What is needed here is every record, retyped without any change.
━━━━━━━━
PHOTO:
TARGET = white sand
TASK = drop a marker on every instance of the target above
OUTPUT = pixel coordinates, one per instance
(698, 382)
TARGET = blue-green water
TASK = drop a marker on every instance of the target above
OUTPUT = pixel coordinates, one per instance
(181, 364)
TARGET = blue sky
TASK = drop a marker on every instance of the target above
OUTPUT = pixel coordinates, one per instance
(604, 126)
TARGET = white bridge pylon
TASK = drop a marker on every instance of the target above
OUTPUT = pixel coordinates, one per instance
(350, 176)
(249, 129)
━━━━━━━━
▸ **Answer section**
PHOTO:
TARGET = white sand
TASK = drop a marker on every instance of the target above
OUTPUT = pixel coordinates, one per instance
(698, 382)
TARGET = blue-green water
TASK = drop a marker on every instance of the target above
OUTPUT = pixel coordinates, one per instance
(181, 364)
TARGET = blue sky
TASK = drop a marker on every instance of the target above
OUTPUT = pixel coordinates, one per instance
(604, 126)
TARGET = white bridge pylon
TASK = drop a marker on every instance of the target above
OUTPUT = pixel coordinates, one per instance
(350, 176)
(249, 129)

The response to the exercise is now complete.